◆ **Aim of the task**:
Each line that has the string "high" must be copied from the records below.

◆ **Dataset records**:
╭──

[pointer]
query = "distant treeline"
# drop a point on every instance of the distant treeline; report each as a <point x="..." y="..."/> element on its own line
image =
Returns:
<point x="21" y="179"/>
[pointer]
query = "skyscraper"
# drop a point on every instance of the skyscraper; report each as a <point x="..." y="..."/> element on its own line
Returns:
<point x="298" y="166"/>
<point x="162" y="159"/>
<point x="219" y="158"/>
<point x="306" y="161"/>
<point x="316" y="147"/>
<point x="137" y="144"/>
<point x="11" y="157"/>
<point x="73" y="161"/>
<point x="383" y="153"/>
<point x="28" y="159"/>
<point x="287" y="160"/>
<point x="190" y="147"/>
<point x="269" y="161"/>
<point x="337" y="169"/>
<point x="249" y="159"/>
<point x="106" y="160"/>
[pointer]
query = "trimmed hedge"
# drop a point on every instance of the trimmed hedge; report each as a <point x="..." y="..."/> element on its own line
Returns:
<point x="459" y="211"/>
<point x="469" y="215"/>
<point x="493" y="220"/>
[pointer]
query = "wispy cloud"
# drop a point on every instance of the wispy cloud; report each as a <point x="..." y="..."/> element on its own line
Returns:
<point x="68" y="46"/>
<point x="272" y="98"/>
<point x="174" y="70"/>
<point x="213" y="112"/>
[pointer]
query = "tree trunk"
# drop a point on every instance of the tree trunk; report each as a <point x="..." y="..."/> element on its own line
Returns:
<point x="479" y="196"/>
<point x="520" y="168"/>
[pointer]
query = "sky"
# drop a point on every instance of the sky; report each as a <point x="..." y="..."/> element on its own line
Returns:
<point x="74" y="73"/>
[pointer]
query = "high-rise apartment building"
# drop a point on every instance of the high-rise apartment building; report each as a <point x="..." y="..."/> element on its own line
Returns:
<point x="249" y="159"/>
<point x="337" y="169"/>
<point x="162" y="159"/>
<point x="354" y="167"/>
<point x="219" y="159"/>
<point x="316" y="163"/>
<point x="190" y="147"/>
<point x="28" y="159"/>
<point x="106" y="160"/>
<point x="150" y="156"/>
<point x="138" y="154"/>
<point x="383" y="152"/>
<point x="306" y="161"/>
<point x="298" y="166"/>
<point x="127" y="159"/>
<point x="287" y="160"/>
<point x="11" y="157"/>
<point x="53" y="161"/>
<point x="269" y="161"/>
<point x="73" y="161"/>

╰──

◆ **Exercise result**:
query = "high-rise apartment building"
# drop a point on every instance of the high-rise apartment building; report each as a <point x="..." y="..."/> element on its own line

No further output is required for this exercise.